**Goal of the exercise**
Each entry needs to be restated exactly as written.
[Start of section]
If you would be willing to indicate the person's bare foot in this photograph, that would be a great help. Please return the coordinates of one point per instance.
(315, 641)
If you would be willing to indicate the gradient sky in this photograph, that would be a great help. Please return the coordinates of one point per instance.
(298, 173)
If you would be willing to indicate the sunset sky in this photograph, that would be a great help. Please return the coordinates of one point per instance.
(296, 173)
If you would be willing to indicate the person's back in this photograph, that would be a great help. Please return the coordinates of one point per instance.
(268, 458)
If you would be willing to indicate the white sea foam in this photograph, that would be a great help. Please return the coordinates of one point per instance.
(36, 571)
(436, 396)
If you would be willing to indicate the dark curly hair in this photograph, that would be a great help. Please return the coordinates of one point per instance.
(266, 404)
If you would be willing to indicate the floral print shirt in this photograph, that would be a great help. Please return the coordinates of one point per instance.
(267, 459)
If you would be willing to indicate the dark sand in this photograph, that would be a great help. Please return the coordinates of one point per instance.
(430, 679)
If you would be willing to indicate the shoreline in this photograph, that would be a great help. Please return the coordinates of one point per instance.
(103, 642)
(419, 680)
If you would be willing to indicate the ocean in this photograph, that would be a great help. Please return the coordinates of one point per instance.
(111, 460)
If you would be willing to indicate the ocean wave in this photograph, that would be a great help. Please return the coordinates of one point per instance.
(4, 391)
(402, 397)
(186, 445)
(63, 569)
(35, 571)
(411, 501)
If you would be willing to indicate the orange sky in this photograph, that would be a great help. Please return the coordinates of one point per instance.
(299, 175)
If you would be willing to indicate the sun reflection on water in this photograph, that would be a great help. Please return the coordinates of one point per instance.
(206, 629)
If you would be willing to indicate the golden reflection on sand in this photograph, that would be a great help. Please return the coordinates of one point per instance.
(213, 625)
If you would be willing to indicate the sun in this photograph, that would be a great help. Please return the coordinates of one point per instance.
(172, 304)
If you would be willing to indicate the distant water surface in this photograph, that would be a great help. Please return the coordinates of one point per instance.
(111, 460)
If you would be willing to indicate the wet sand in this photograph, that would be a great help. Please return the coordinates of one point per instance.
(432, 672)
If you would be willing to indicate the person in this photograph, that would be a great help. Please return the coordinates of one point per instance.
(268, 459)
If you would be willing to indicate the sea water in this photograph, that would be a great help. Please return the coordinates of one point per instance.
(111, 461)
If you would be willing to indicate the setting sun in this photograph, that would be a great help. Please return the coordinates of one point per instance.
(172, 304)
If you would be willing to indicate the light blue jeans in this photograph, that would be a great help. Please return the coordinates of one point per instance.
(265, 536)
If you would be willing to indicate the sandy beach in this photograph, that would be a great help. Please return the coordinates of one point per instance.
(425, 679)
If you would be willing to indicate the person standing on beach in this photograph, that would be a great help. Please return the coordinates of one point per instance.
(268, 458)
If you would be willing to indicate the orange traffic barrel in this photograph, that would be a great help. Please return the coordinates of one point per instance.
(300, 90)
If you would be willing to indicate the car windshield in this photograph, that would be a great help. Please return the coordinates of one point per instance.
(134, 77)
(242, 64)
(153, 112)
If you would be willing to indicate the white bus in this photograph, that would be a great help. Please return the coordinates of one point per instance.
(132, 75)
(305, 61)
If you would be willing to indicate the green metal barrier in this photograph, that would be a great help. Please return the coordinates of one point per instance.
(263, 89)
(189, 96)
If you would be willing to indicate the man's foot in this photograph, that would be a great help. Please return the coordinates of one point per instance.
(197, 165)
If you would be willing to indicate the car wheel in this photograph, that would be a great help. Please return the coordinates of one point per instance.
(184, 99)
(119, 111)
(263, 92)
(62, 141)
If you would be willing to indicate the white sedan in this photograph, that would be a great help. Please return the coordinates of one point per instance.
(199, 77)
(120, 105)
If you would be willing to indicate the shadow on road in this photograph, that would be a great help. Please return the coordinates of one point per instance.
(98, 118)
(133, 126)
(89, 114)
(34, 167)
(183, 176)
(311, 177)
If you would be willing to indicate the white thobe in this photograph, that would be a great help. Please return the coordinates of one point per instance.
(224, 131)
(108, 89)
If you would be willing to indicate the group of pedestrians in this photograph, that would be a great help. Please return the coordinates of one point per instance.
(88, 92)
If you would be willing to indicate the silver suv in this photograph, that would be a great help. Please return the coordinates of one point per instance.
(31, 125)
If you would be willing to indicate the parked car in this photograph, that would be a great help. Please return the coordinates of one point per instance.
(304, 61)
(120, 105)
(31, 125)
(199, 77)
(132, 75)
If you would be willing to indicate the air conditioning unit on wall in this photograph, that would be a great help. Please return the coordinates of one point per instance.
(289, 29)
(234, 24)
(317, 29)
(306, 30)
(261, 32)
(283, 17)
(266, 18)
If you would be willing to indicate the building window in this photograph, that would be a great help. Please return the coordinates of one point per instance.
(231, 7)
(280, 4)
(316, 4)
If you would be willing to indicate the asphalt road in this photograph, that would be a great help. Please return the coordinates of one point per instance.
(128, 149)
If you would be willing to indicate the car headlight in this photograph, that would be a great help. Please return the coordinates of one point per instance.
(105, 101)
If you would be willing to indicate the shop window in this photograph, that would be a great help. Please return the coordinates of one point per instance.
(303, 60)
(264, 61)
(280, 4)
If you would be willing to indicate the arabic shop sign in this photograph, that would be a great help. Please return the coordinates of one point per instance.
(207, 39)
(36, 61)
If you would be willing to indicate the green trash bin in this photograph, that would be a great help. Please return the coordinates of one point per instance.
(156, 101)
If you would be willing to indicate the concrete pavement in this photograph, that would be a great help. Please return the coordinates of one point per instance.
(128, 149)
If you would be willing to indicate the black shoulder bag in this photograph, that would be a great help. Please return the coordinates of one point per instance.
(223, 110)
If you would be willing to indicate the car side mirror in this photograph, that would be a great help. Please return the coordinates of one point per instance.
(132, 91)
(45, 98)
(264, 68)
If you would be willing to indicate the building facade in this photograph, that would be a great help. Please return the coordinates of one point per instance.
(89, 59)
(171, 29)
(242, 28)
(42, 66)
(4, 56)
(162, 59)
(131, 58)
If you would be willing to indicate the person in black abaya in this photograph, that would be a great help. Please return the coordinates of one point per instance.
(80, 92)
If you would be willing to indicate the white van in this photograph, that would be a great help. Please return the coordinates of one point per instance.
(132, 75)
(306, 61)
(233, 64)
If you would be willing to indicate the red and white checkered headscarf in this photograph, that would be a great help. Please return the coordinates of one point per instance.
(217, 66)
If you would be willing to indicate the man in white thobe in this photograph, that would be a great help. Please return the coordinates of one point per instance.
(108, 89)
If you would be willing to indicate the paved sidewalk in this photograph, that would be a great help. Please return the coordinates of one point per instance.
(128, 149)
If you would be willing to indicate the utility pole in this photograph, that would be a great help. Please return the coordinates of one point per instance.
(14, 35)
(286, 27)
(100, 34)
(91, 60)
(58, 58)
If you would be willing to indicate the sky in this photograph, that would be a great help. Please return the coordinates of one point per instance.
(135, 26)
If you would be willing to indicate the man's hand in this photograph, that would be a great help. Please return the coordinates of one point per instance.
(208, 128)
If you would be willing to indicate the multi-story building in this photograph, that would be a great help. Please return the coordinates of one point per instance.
[End of section]
**Response**
If you would be willing to indicate the person's bare foot in this photograph, that would be a great help. Please return the coordinates of one point per instance.
(315, 641)
If you would be willing to indicate the gradient sky in this photograph, that would be a great help. Please return the coordinates of one point per instance.
(298, 173)
If you would be willing to indicate the sunset sky in this photograph, that would be a great help. Please return the coordinates of one point per instance.
(296, 173)
If you would be willing to indicate the person's back in this photograph, that would be a great help. Please return the coordinates of one point per instance.
(268, 458)
If you would be willing to indicate the white sea foam in this photograph, that would be a great help. Please return the coordinates of one point per instance.
(36, 571)
(436, 396)
If you would be willing to indicate the dark curly hair in this photograph, that would be a great help. Please return the coordinates of one point per instance.
(266, 404)
If you would be willing to indicate the floral print shirt in this photograph, that would be a great help. Please return the coordinates of one point per instance.
(267, 459)
If you would be willing to indicate the dark sand in this photograph, that would be a great help. Please return the coordinates of one point per instance.
(430, 679)
If you would be willing to indicate the shoreline in this photograph, that would be a great help. Please return the coordinates of one point per instance.
(103, 642)
(419, 680)
If you would be willing to indicate the ocean in this photograph, that would be a great help. Please return the coordinates of one point per instance.
(111, 460)
If you would be willing to indicate the ocean wave in this photograph, that would be a great help. Please return the coordinates of one point per instance.
(4, 391)
(402, 397)
(186, 445)
(63, 569)
(35, 571)
(411, 501)
If you would be willing to indicate the orange sky in this photograph, that would be a great help. Please return the coordinates of one point per instance.
(299, 175)
If you would be willing to indicate the sun reflection on water in this photograph, that would be a great help. Please return the coordinates of one point per instance.
(206, 629)
If you would be willing to indicate the golden reflection on sand in this photograph, that would be a great help. Please return the coordinates of one point per instance.
(213, 625)
If you would be willing to indicate the sun in this photograph, that would be a great help. Please return the coordinates of one point per instance.
(172, 304)
If you would be willing to indicate the distant water surface in this photograph, that would be a great help. Please return the coordinates of one point per instance.
(111, 460)
If you would be willing to indicate the wet sand in this photograph, that would be a great help. Please return the coordinates of one point per instance.
(432, 672)
If you would be willing to indicate the person in this photograph, that would be a great help. Please return the coordinates of one point per instance.
(268, 459)
If you would be willing to indicate the sea water in this photograph, that would be a great help. Please return the coordinates of one point per instance.
(111, 461)
If you would be willing to indicate the setting sun in this photograph, that would be a great help. Please return the coordinates of one point per instance.
(172, 304)
If you would be willing to indicate the light blue jeans in this photograph, that would be a great help. Please return the coordinates of one point per instance.
(265, 536)
If you would be willing to indicate the sandy beach in this photograph, that would be a great help. Please return the coordinates of one point per instance.
(425, 679)
If you would be willing to indicate the person standing on beach in this photograph, that would be a great help. Please return the coordinates of one point per instance.
(268, 458)
If you would be willing to indicate the orange traffic barrel in this photograph, that would be a great help. Please return the coordinates of one point per instance.
(300, 90)
If you would be willing to indicate the car windshield in this photograph, that would be a great help. Please return the coordinates of one point per instance.
(134, 77)
(242, 64)
(153, 112)
If you would be willing to indicate the white bus in this photograph, that would be a great help. Please return the coordinates of one point per instance.
(132, 75)
(305, 61)
If you would be willing to indicate the green metal barrier in this photograph, that would be a great help. Please return the coordinates of one point per instance.
(263, 89)
(189, 96)
If you would be willing to indicate the man's foot in this photograph, that would be a great help. Please return the coordinates of one point per instance.
(197, 165)
If you would be willing to indicate the car wheel in this photograph, that would be a great help. Please return the coordinates of one point per instance.
(184, 99)
(119, 111)
(263, 92)
(62, 141)
If you would be willing to indicate the white sedan in this photograph, that would be a great help. Please return the coordinates of one point per instance.
(199, 77)
(120, 105)
If you would be willing to indicate the shadow on road in this photograph, that would be a great help. Please return the coordinates of one point per instance.
(98, 118)
(133, 126)
(89, 114)
(34, 167)
(183, 176)
(311, 177)
If you would be willing to indicate the white thobe in this photograph, that would be a great help. Please return the coordinates of one point per instance.
(224, 131)
(108, 89)
If you would be willing to indicate the group of pedestrians in this photograph, that would be a great help. Please return the coordinates of one point per instance.
(88, 92)
If you would be willing to indicate the silver suv in this photograph, that would be a great help. Please return the coordinates of one point per instance.
(31, 125)
If you would be willing to indicate the parked car in this photograph, that would be a great help. Please return the coordinates of one point per instance.
(304, 61)
(120, 105)
(31, 125)
(199, 77)
(132, 75)
If you would be willing to indicate the air conditioning unit on wall in this photograph, that would be a great help. Please return the coordinates of one point per instance.
(289, 29)
(234, 24)
(317, 29)
(306, 30)
(261, 32)
(283, 17)
(266, 18)
If you would be willing to indicate the building window in this photograph, that would be a great help. Please return the coordinates of one point per instance.
(231, 7)
(280, 4)
(316, 4)
If you would be willing to indicate the asphalt road in this photograph, that would be a great help. Please return the coordinates of one point per instance.
(128, 149)
If you would be willing to indicate the car headlight in this photograph, that would be a great help. Please return the coordinates of one point per instance.
(105, 101)
If you would be willing to indicate the shop window in this photograph, that would be a great help. Please return the coordinates of one point per instance.
(303, 60)
(264, 61)
(280, 4)
If you would be willing to indicate the arabic shop sign in this photograph, that would be a great help. Please return the coordinates of one point per instance.
(207, 39)
(36, 61)
If you would be willing to indicate the green trash bin in this photograph, that would be a great help. Please return the coordinates of one point per instance.
(156, 101)
If you would be willing to indicate the concrete pavement in this photograph, that would be a great help. Please return the coordinates of one point per instance.
(128, 149)
If you would be willing to indicate the black shoulder bag in this photograph, that would be a great help. Please return the coordinates of one point per instance.
(223, 110)
If you would be willing to indicate the car side mirror in this photograph, that would be a great help. Please return the coordinates of one point per instance.
(132, 91)
(45, 98)
(264, 68)
If you would be willing to indicate the building facade in this photograph, that would be a great help. Please return the coordinates of one point per instance.
(89, 59)
(171, 29)
(242, 28)
(42, 66)
(4, 56)
(162, 59)
(131, 58)
If you would be willing to indicate the person in black abaya in this photograph, that would be a great help. Please return the coordinates of one point per instance.
(80, 92)
If you would be willing to indicate the white van in this photograph, that would be a great help. Please return the coordinates of one point per instance.
(132, 75)
(306, 61)
(233, 64)
If you would be willing to indicate the red and white checkered headscarf in this photograph, that would be a great help. Please return the coordinates of one point per instance.
(217, 66)
If you would be willing to indicate the man in white thobe in this photograph, that would be a great help. Please return the coordinates of one point per instance.
(108, 89)
If you would be willing to indicate the paved sidewalk in this photograph, that would be a great help. Please return the coordinates of one point per instance.
(128, 149)
If you would be willing to indicate the utility pole in this photograph, that would be a great help. Please return the coordinates of one point per instance.
(14, 35)
(286, 27)
(100, 34)
(91, 60)
(58, 58)
If you would be willing to indicate the sky in this photograph, that would be a great help. Please return the coordinates of one point per instance.
(135, 26)
If you would be willing to indicate the man's hand in this photograph, that would be a great help. Please return the coordinates of one point per instance.
(208, 128)
If you would be willing to indicate the multi-story building in this photograph, that would be a great help. Please return the coordinates of one point per instance.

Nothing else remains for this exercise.